■ Selected passage

== == ==

Income Investors: 3 Easy Ways to Supercharge Your Yields

Use these three tricks today to start collecting more income from stocks such as Altagas Ltd. (TSX:ALA) and George Weston Limited (TSX:WN).

| More on:
The Motley Fool

In a world where markets are hitting new highs–which makes return expectations uncertain going forward–getting income is more important than ever. It’s one of the reasons why I personally insist on a dividend from every investment I buy today. Capital gains are no guarantee.

Many retirees are in the position of having to live off their dividends. This can be a highly effective strategy provided the portfolio is diverse and the investor doesn’t go chasing yield. A 10% dividend is great if the company can continue paying it.

So these folks stick to stocks paying 3% or maybe 4%, knowing that dividend growth will help make up the difference. It’s a solid strategy that has been proven to work over the long term.

There’s just one problem: most would like a little more income today to pay for things like more vacations, a golf membership, or to spoil the grandkids.

We can help. Here are three ways investors can extract more income from their dividends.

Access DRIPs

Many companies offer dividend-reinvestment plans (DRIPs), which give investors a bonus for taking their dividends in the form of more shares rather than in cash.

This benefits the company because management then has more cash at their disposal to use for acquisitions, expansion, or a million other things. Ultimately, it leads to less debt.

Let’s look at a real-life example of how DRIPs work. Shareholders in Altagas Ltd. (TSX:ALA) already enjoy a generous 6.2% yield–one of the best payouts offered by a TSX Composite member company today. And best of all, the distribution is sustainable, coming in under 80% of funds from operations.

An Altagas shareholder who opts to take their dividends in the form of more shares would get a 3% bonus for doing so. Thus, the dividend increases from 6.2% to 6.4%.

All an investor would have to do to access this increased income is to sell the newly acquired shares. But ideally, they’d just continue to hold, further increasing the compounding effect.

Sprinkle in a little risk

The Altagas example is perfect to illustrate my next point. It’s okay to add a little risk to supercharge your income.

Many investors have a simple rule of thumb. If a stock yields over 5%, they won’t buy it. The market perceives it as risky; therefore, the payout has a high chance of getting cut.

Nothing could be further from the truth. There are a number of things that could cause a company to have a high yield. It might be a low-growth company, paying most of its profits out to shareholders. Or it could be suffering from temporary problems–fixable short-term issues.

Whatever the reason, it’s not that hard for investors to protect themselves against the risk of one high-yield company blowing up. All they need to do is spread the risk among a number of different stocks. One stock yielding 7% could be very risky. A dozen stocks are far less so.

Preferred shares

Preferred shares often offer investors a higher current income with better safety. The trade-off is that preferred shares will never hike their distributions and will offer very poor capital gain prospects. The asset class as a whole is more like bonds than stocks, but most do pay dividends rather than interest.

Sometimes the gap between a preferred share dividend and a common share dividend is massive.

== == ==

■ Listed entries

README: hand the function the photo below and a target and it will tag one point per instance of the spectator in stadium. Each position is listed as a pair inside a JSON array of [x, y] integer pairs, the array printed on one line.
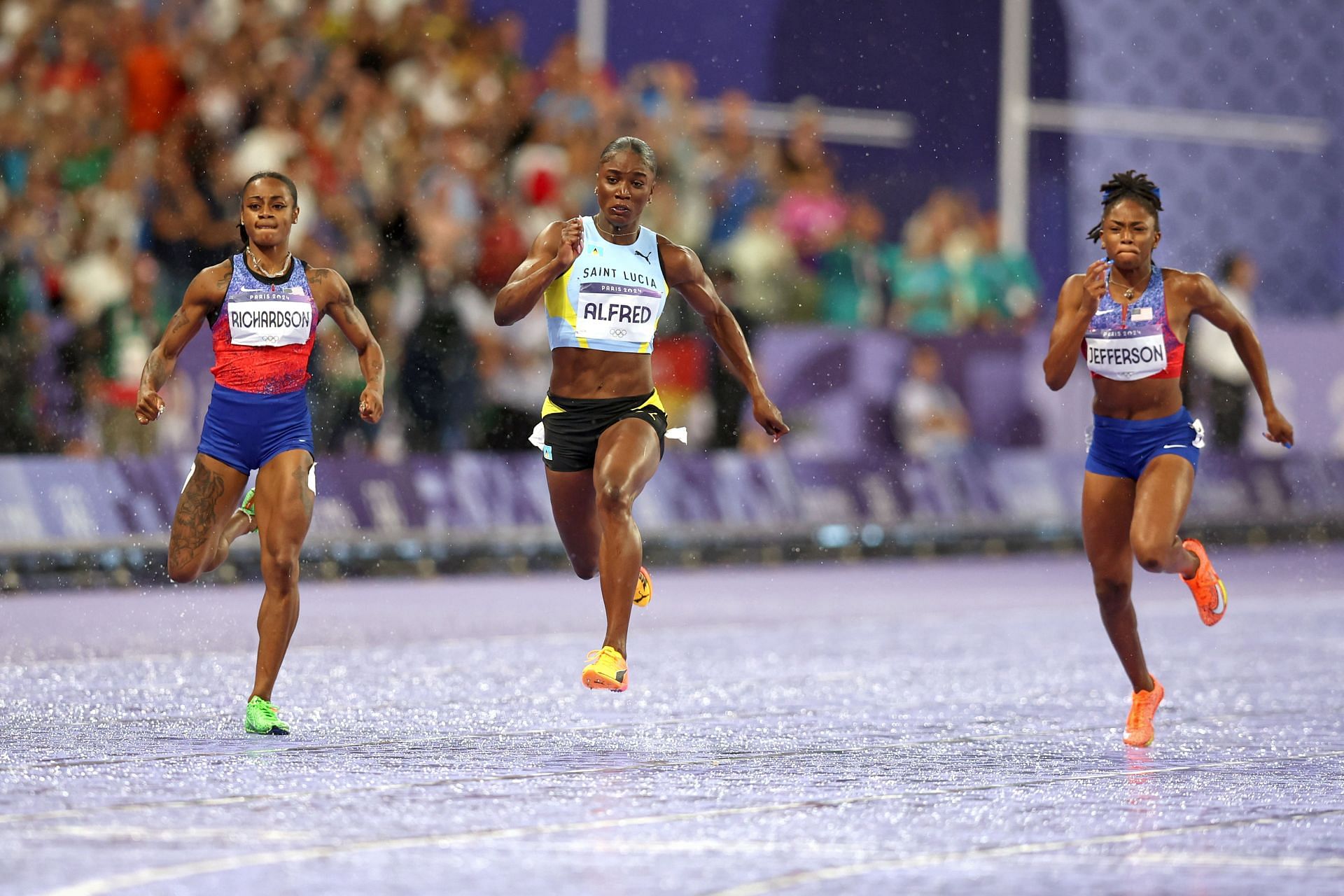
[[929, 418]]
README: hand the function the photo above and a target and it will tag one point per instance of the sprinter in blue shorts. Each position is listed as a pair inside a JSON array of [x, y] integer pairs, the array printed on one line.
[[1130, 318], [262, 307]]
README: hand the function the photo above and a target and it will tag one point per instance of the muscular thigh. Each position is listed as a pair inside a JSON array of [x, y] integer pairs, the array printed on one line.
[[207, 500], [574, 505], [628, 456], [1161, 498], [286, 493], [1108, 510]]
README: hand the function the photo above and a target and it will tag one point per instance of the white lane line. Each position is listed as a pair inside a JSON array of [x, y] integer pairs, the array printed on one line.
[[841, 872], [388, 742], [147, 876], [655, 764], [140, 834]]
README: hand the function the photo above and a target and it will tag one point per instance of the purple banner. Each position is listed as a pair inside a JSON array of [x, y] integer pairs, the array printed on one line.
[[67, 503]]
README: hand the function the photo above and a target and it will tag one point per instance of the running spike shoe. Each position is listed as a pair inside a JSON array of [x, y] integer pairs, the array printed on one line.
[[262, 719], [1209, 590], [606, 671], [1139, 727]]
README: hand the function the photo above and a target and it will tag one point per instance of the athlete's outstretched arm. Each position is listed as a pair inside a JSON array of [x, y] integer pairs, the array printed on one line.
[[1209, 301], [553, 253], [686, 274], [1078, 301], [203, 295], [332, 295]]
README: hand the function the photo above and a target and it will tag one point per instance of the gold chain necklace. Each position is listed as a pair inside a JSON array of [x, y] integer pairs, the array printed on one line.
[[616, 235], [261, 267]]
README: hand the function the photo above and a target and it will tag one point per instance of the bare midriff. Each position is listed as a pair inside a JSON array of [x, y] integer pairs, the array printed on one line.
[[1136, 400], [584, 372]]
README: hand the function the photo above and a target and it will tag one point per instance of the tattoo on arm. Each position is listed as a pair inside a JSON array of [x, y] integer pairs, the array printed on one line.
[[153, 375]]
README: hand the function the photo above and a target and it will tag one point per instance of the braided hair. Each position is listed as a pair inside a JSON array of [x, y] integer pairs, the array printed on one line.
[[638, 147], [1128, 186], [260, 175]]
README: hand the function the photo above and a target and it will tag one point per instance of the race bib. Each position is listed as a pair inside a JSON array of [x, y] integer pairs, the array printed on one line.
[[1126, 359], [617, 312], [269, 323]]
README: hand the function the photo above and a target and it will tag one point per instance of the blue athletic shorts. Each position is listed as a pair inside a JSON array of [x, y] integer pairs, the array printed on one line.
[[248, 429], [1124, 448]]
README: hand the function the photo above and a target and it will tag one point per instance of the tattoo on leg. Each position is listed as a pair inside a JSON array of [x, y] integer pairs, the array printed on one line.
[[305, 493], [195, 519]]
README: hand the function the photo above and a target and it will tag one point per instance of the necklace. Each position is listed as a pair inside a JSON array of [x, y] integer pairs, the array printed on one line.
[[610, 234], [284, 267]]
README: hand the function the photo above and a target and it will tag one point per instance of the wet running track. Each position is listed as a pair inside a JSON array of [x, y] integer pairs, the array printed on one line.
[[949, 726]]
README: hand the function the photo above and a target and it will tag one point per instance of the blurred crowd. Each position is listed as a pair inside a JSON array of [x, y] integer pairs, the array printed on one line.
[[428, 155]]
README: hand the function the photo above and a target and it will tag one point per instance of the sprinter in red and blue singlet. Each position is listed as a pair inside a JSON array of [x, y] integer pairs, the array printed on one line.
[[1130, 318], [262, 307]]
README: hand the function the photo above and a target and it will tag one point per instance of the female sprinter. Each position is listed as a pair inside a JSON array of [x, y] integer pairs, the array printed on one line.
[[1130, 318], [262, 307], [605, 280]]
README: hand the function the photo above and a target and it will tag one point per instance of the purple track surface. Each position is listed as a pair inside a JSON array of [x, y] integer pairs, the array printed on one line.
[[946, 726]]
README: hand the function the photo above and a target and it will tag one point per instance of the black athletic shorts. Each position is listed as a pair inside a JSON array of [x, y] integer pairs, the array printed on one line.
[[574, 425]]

== == ==

■ Problem details
From the article on boosting dividend income, extract the passage from "In a world where" up to and including "are no guarantee.". The entries have no connection to the article on boosting dividend income.

■ Final result
In a world where markets are hitting new highs–which makes return expectations uncertain going forward–getting income is more important than ever. It’s one of the reasons why I personally insist on a dividend from every investment I buy today. Capital gains are no guarantee.